INTRODUÇÃO
O câncer de mama é afecção de grande relevância para a saúde pública. Configura-se
como o câncer de maior prevalência no sexo feminino, desde que excluídos os cânceres
de pele do tipo não melanoma, além de representar a segunda causa de morte por
câncer em mulheres, estando atrás apenas do câncer de pulmão.
De acordo com a American Cancer Society, para o ano de 2017, eram
estimados 316.120 casos novos de câncer de mama nos Estados Unidos1. No Brasil, de acordo com dados do Instituto
Nacional do Câncer, foram estimados 57.960 novos casos no ano de 20162.
A taxa de mortalidade tem se mostrado estável em mulheres com menos de 50 anos,
todavia, vem caindo naquelas com mais idade; acredita-se que em função do maior
acesso à informação por parte da população, do diagnóstico mais precoce e da
melhoria nas modalidades de tratamento3.
A cirurgia de mastectomia é parte fundamental do tratamento e restaurar a mama por
meio de cirurgia plástica ajuda as mulheres acometidas a preservarem melhor sua
autoestima, além de ser um direito garantido por lei no Brasil desde 19994. A reconstrução mamária não atrapalha as
etapas sequenciais do tratamento e não compromete a detecção de recidivas
locais5. Diversas técnicas de reconstrução
mamária estão descritas na literatura, todavia, uma avaliação individualizada irá
definir a técnica melhor indicada para cada paciente.
A utilização do retalho miocutâneo do músculo grande dorsal (RMGD) para a cobertura
de defeitos causados pela mastectomia foi inicialmente descrita por Tansini, no ano
de 1906. Entretanto, apenas em 1978, com Bostwick, é que se utilizou este retalho
com a finalidade de se reconstruir a mama6.
Desde então, esta técnica vem sendo utilizada como um verdadeiro cavalo de batalha
na
cirurgia plástica. A utilização do implante mamário de silicone ajudou a restaurar
o
volume da neomama, uma vez que o retalho em si costuma não prover partes moles
suficientes para recriar o monte mamário. Como o músculo grande dorsal situa-se na
porção posterior do tronco, sua utilização para reconstrução mamária pode demandar
mudança de decúbito durante o procedimento, o que aumenta o tempo cirúrgico com suas
implicações.
A realização desta cirurgia em decúbito lateral tem a vantagem de dispensar a mudança
de decúbito, tornando o procedimento mais breve, porém exige familiarização
anatômica por parte do cirurgião, não só com relação às estruturas a serem
dissecadas, como também com relação à posição em que o retalho será suturado ao
sítio receptor e à adequação para melhor customização do envelope cutâneo mamário
remanescente.

_MATERIAL EXTRAÍDO_
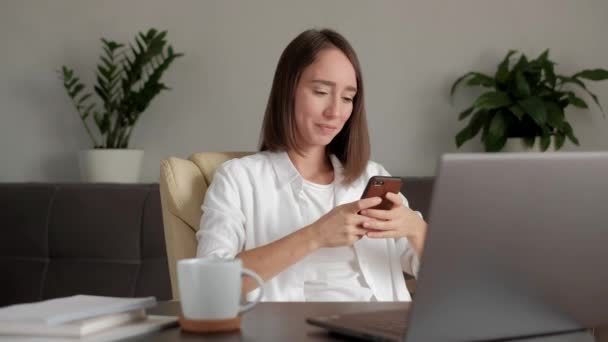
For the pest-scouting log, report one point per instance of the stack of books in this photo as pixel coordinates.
(82, 318)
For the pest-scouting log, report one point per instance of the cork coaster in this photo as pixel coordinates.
(210, 326)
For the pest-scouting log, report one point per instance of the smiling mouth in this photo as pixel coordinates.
(327, 127)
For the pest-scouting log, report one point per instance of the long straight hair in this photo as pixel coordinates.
(351, 145)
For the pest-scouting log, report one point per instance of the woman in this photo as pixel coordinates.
(292, 211)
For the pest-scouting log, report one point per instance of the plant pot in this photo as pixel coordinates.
(517, 145)
(110, 165)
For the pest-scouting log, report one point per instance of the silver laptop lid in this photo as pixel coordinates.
(517, 245)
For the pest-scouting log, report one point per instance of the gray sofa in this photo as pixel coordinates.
(103, 239)
(64, 239)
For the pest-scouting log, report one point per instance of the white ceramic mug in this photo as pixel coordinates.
(210, 288)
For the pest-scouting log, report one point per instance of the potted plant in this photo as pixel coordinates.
(128, 78)
(526, 101)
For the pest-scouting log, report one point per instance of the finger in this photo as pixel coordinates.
(361, 232)
(365, 203)
(383, 234)
(379, 214)
(395, 198)
(378, 225)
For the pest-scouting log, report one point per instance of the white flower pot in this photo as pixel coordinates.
(517, 145)
(110, 165)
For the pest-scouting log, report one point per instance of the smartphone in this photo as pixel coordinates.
(379, 186)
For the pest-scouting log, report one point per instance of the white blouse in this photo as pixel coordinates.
(334, 273)
(258, 199)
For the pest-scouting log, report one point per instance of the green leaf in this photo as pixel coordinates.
(560, 138)
(545, 141)
(496, 134)
(576, 101)
(84, 98)
(465, 113)
(593, 74)
(555, 114)
(517, 111)
(535, 107)
(76, 90)
(502, 73)
(492, 100)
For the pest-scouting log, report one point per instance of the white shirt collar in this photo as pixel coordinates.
(286, 172)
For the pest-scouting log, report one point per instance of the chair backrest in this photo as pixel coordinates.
(183, 184)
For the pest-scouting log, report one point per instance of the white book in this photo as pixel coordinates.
(63, 310)
(76, 329)
(150, 324)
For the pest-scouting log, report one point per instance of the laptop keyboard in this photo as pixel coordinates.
(393, 322)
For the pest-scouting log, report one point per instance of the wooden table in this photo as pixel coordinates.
(286, 322)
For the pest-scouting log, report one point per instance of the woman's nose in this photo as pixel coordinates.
(333, 109)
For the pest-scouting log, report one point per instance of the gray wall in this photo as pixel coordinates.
(411, 51)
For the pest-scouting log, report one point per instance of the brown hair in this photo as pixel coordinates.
(351, 145)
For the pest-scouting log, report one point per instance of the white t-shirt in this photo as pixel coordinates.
(334, 273)
(255, 200)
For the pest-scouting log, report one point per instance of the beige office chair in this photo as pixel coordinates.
(183, 184)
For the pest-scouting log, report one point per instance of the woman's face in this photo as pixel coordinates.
(324, 98)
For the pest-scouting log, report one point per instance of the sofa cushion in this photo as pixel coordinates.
(65, 239)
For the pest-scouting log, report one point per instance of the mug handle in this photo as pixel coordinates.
(256, 277)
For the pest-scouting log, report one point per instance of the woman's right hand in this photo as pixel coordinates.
(342, 225)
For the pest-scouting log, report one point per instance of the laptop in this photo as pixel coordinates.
(516, 247)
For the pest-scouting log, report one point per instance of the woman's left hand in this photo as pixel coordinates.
(397, 222)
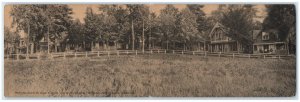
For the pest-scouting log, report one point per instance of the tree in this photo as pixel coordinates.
(11, 39)
(92, 28)
(119, 24)
(282, 18)
(58, 21)
(168, 18)
(239, 21)
(76, 33)
(137, 14)
(38, 18)
(188, 27)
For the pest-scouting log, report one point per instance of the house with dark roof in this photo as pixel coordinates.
(221, 42)
(267, 42)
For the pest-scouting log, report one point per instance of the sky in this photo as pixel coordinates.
(79, 10)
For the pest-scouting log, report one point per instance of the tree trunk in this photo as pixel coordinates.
(149, 42)
(132, 35)
(104, 45)
(32, 48)
(83, 45)
(143, 38)
(48, 40)
(55, 45)
(115, 44)
(28, 37)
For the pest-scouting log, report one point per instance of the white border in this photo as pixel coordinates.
(173, 99)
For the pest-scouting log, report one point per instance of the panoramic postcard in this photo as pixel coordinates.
(149, 50)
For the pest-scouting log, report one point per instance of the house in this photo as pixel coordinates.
(221, 42)
(267, 42)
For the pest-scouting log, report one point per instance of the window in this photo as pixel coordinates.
(265, 36)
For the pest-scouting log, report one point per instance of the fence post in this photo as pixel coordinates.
(38, 55)
(135, 52)
(108, 53)
(27, 56)
(64, 55)
(17, 56)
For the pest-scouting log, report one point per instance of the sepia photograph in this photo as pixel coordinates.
(149, 50)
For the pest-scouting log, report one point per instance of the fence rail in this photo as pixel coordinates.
(65, 55)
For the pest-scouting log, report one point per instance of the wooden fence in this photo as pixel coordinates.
(65, 55)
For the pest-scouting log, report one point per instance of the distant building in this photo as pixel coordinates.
(268, 42)
(221, 42)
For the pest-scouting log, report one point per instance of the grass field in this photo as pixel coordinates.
(155, 75)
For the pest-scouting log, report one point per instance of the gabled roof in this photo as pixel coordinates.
(217, 25)
(255, 33)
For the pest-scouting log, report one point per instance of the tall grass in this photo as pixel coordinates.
(155, 75)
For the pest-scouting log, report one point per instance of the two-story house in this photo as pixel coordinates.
(267, 42)
(220, 42)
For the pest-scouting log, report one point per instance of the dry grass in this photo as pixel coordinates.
(158, 75)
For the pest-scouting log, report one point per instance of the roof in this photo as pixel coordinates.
(255, 33)
(217, 25)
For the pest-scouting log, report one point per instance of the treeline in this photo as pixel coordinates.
(133, 26)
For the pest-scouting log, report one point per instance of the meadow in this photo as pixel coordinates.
(157, 75)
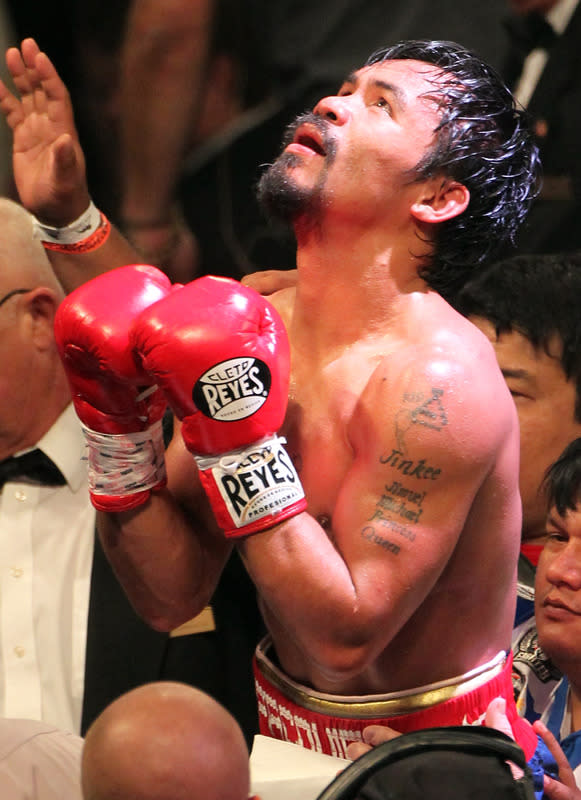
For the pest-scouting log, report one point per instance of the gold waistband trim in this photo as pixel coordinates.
(203, 623)
(391, 704)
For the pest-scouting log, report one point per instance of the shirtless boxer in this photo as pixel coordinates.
(391, 596)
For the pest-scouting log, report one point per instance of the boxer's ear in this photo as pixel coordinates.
(439, 200)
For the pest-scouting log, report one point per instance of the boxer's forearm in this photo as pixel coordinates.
(168, 574)
(317, 597)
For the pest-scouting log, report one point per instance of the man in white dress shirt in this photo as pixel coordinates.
(46, 531)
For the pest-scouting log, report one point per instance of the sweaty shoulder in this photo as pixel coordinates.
(441, 391)
(283, 300)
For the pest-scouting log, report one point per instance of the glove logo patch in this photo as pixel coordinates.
(233, 389)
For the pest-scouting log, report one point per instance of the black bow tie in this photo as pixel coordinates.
(35, 465)
(529, 32)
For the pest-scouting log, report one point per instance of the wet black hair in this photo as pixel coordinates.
(563, 479)
(537, 296)
(484, 142)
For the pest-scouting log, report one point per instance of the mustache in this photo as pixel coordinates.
(321, 125)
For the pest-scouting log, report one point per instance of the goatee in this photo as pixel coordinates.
(278, 194)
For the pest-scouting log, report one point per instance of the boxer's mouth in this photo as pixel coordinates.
(309, 137)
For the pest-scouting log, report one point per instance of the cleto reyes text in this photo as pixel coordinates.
(261, 475)
(222, 394)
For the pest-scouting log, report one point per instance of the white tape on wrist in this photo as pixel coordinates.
(126, 463)
(77, 231)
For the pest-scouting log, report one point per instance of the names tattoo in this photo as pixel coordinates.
(399, 507)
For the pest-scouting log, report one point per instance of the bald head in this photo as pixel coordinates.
(165, 741)
(23, 261)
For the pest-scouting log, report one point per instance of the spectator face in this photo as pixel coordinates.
(545, 403)
(558, 590)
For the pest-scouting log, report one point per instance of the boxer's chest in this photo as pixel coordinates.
(321, 415)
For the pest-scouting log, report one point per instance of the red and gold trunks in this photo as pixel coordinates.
(328, 723)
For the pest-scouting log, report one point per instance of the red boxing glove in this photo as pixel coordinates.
(220, 353)
(119, 406)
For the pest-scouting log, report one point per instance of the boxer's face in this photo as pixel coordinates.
(545, 403)
(355, 155)
(558, 590)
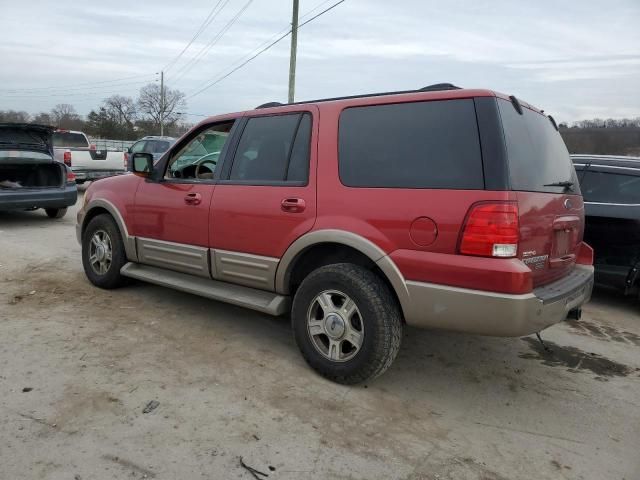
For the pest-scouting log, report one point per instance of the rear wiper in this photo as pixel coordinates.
(566, 184)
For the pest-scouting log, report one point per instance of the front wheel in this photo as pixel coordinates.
(103, 252)
(346, 323)
(56, 212)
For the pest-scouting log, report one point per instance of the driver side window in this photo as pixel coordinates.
(198, 158)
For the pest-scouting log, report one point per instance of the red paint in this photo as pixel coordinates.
(423, 231)
(419, 229)
(173, 212)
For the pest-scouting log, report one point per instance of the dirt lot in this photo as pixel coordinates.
(78, 365)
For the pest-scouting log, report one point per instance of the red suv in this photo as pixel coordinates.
(441, 208)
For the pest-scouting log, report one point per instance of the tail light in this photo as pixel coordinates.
(491, 230)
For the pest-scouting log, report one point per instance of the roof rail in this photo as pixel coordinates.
(439, 86)
(430, 88)
(269, 105)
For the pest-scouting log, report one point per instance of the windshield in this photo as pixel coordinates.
(538, 158)
(69, 139)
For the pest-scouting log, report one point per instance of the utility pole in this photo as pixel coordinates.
(294, 48)
(162, 103)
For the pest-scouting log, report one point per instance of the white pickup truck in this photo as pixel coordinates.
(87, 162)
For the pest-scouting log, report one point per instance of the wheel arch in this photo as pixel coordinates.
(364, 250)
(101, 206)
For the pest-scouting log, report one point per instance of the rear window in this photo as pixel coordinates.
(536, 153)
(411, 145)
(604, 187)
(70, 140)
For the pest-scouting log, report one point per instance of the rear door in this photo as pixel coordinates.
(266, 197)
(549, 200)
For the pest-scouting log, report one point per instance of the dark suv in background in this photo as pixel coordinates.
(611, 189)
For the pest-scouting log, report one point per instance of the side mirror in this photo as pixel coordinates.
(142, 163)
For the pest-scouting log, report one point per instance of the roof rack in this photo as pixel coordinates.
(430, 88)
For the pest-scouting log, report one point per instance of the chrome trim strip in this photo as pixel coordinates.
(244, 268)
(180, 257)
(614, 166)
(614, 204)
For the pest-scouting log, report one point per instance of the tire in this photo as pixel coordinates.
(56, 212)
(102, 273)
(377, 315)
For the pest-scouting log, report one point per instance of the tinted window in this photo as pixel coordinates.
(198, 158)
(411, 145)
(157, 146)
(138, 147)
(267, 151)
(536, 153)
(70, 140)
(604, 187)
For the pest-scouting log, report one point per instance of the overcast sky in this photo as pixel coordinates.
(573, 59)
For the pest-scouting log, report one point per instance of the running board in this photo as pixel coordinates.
(266, 302)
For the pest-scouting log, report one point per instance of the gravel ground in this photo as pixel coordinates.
(78, 366)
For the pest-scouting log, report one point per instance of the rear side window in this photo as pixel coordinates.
(273, 149)
(537, 155)
(69, 140)
(411, 145)
(605, 187)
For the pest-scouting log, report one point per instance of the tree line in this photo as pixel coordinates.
(603, 136)
(118, 117)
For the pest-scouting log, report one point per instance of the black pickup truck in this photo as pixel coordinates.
(30, 177)
(611, 189)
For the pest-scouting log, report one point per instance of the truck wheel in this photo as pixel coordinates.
(346, 323)
(103, 253)
(56, 212)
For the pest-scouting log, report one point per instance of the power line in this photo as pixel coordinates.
(207, 21)
(279, 39)
(77, 94)
(66, 90)
(76, 85)
(205, 50)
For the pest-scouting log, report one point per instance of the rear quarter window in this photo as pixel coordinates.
(537, 155)
(411, 145)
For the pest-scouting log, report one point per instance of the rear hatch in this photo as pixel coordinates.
(26, 158)
(551, 211)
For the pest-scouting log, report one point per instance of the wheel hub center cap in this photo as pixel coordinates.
(334, 325)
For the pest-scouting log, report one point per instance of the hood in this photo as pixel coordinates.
(26, 136)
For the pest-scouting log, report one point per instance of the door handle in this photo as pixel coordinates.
(193, 199)
(293, 205)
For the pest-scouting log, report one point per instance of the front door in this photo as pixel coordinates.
(266, 197)
(172, 212)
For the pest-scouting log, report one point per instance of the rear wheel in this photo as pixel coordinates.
(103, 252)
(346, 323)
(56, 212)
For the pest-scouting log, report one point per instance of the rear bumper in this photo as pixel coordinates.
(499, 314)
(89, 175)
(22, 199)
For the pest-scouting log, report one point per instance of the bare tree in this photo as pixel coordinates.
(150, 104)
(121, 109)
(43, 118)
(64, 115)
(13, 116)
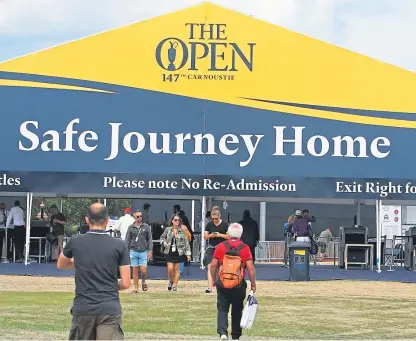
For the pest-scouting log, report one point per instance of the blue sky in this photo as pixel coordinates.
(382, 29)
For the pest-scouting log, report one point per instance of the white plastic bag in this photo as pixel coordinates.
(249, 312)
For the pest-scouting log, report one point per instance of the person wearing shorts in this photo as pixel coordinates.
(176, 248)
(97, 259)
(57, 222)
(324, 238)
(215, 233)
(140, 243)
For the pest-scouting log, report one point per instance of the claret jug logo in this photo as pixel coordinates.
(205, 54)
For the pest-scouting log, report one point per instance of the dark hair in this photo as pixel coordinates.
(173, 216)
(97, 214)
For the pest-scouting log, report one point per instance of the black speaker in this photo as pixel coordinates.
(356, 255)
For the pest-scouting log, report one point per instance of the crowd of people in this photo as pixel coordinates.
(98, 258)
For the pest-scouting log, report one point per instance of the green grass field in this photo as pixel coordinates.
(316, 310)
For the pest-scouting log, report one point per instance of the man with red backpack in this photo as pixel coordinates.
(230, 261)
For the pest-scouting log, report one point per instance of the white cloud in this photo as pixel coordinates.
(385, 32)
(389, 36)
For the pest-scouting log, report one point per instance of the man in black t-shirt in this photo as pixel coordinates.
(215, 233)
(97, 257)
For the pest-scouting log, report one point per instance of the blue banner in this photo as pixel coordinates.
(210, 185)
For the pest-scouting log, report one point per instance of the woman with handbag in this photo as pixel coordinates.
(176, 248)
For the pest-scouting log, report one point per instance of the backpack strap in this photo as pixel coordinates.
(240, 247)
(228, 246)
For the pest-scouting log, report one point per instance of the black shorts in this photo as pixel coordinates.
(175, 259)
(209, 252)
(104, 327)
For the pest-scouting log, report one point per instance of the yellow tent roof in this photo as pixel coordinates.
(213, 53)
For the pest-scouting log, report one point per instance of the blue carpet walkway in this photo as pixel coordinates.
(265, 272)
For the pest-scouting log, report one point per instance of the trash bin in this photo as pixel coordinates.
(299, 261)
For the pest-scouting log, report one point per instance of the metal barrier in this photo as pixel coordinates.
(266, 251)
(270, 251)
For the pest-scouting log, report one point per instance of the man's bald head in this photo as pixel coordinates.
(97, 216)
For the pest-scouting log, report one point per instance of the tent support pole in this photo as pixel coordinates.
(262, 221)
(358, 212)
(378, 222)
(29, 200)
(193, 216)
(204, 212)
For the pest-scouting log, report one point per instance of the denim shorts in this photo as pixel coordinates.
(138, 258)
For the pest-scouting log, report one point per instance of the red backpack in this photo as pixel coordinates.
(231, 272)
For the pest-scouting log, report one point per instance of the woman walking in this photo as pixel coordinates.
(176, 248)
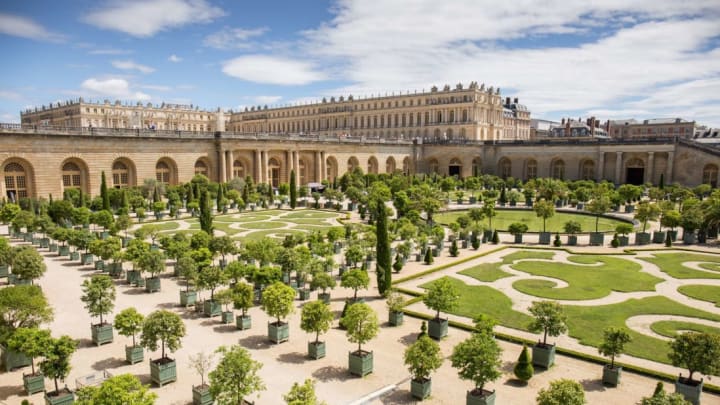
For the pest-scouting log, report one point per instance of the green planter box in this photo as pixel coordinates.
(437, 328)
(486, 398)
(543, 355)
(202, 396)
(279, 333)
(211, 308)
(134, 354)
(152, 284)
(691, 390)
(188, 298)
(396, 318)
(65, 397)
(12, 360)
(243, 322)
(163, 371)
(227, 317)
(102, 334)
(33, 383)
(360, 364)
(316, 351)
(420, 389)
(611, 376)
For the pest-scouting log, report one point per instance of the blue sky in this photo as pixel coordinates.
(610, 58)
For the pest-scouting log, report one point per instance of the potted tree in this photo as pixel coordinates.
(277, 302)
(243, 298)
(549, 319)
(422, 358)
(697, 352)
(129, 322)
(167, 328)
(236, 376)
(395, 303)
(202, 362)
(316, 317)
(478, 360)
(56, 365)
(613, 345)
(32, 343)
(442, 296)
(99, 298)
(361, 324)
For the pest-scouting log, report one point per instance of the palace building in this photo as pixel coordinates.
(463, 131)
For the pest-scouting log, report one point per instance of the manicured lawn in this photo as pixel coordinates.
(555, 224)
(671, 328)
(672, 264)
(702, 292)
(587, 323)
(489, 272)
(476, 300)
(586, 280)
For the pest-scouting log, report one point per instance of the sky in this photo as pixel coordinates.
(613, 59)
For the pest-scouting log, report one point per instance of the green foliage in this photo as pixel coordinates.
(235, 376)
(165, 327)
(422, 358)
(549, 319)
(562, 392)
(98, 295)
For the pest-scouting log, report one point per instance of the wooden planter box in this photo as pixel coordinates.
(134, 354)
(420, 389)
(202, 396)
(611, 376)
(33, 383)
(360, 363)
(278, 333)
(243, 322)
(102, 333)
(396, 318)
(211, 308)
(543, 355)
(316, 351)
(437, 328)
(163, 371)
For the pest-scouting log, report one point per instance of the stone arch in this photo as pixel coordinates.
(18, 176)
(74, 174)
(166, 171)
(123, 173)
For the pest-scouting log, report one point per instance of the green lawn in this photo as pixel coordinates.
(672, 264)
(586, 281)
(702, 292)
(476, 300)
(555, 224)
(489, 272)
(587, 323)
(671, 328)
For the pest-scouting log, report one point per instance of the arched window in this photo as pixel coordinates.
(15, 181)
(121, 175)
(72, 176)
(710, 175)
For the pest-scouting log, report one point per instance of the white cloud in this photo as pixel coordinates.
(130, 65)
(26, 28)
(272, 70)
(112, 88)
(145, 18)
(232, 38)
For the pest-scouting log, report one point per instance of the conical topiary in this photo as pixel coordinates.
(524, 369)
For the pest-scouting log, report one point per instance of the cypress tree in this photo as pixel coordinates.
(382, 248)
(103, 192)
(293, 190)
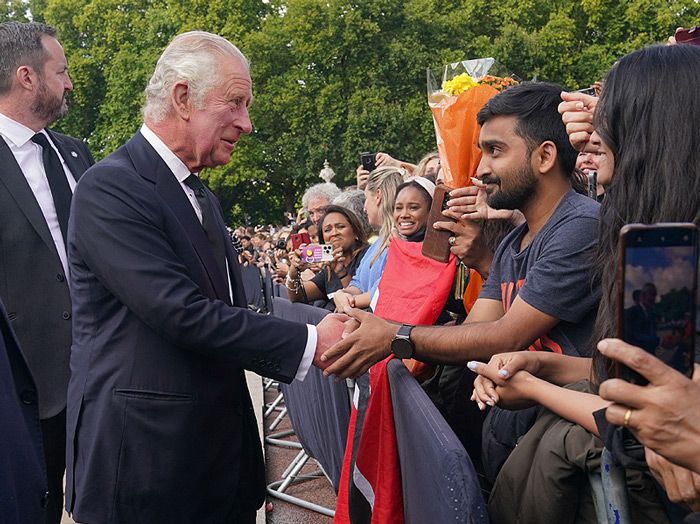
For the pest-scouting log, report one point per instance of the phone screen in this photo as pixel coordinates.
(658, 310)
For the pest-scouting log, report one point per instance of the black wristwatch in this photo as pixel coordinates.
(402, 346)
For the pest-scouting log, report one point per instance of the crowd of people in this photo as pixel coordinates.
(513, 337)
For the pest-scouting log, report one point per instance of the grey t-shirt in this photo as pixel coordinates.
(553, 274)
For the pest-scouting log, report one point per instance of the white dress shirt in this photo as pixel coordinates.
(18, 138)
(181, 172)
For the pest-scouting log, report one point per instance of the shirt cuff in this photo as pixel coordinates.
(309, 352)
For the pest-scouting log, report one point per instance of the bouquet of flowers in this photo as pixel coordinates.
(466, 86)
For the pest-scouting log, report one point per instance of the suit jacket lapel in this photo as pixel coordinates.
(151, 166)
(234, 268)
(72, 155)
(16, 183)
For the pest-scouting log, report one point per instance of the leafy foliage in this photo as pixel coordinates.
(332, 78)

_INSTRUÇÕES DAS TAREFAS_
**A.** Segundo o texto sobre reconstrução mamária, quem descreveu pela primeira vez o uso do retalho miocutâneo do músculo grande dorsal para cobrir defeitos da mastectomia, e em que ano?
**B.** Retome o texto sobre reconstrução mamária e continue-o a partir do ponto em que ele termina.

_SUAS RESPOSTAS_
**A.** Tansini, em 1906.

**B.**
A sistematização deste procedimento em decúbito lateral envolve elementos que vão
desde o posicionamento da paciente na mesa de cirurgia até a descrição dos detalhes
de dissecção e customização da ilha e do envelope cutâneos, configurando uma
sequência pré- determinada que, juntamente à falta de necessidade de mudança de
decúbito, tornam o ato cirúrgico mais breve e sem prejuízos ao resultado final.
OBJETIVO
O objetivo do estudo é apresentar tal sistematização com a exposição de uma série
de
casos.
MÉTODO
Trata-se de estudo primário retrospectivo realizado por meio de análise de
prontuários e documentação fotográfica de pacientes submetidas à reconstrução
mamária com utilização do retalho miocutâneo do músculo grande dorsal com implante
de silicone em decúbito lateral entre outubro de 2015 e abril de 2017, operadas pelo
autor, em clínica privada e dois serviços públicos nos quais atua como cirurgião
plástico (Hospital Napoleão Laureano-PB e Hospital das Clínicas-PE). Os princípios
da Declaração de Helsinki, revisada em 2000, e da Resolução 196/96 do Conselho
Nacional de Saúde foram devidamente seguidos.
Critérios de inclusão
Pacientes mastectomizadas por câncer de mama submetidas à reconstrução mamária
imediata ou tardia através da utilização do retalho miocutâneo do músculo grande
dorsal com implante de silicone em decúbito único lateral entre outubro de 2015
e abril de 2017, operadas pelo autor.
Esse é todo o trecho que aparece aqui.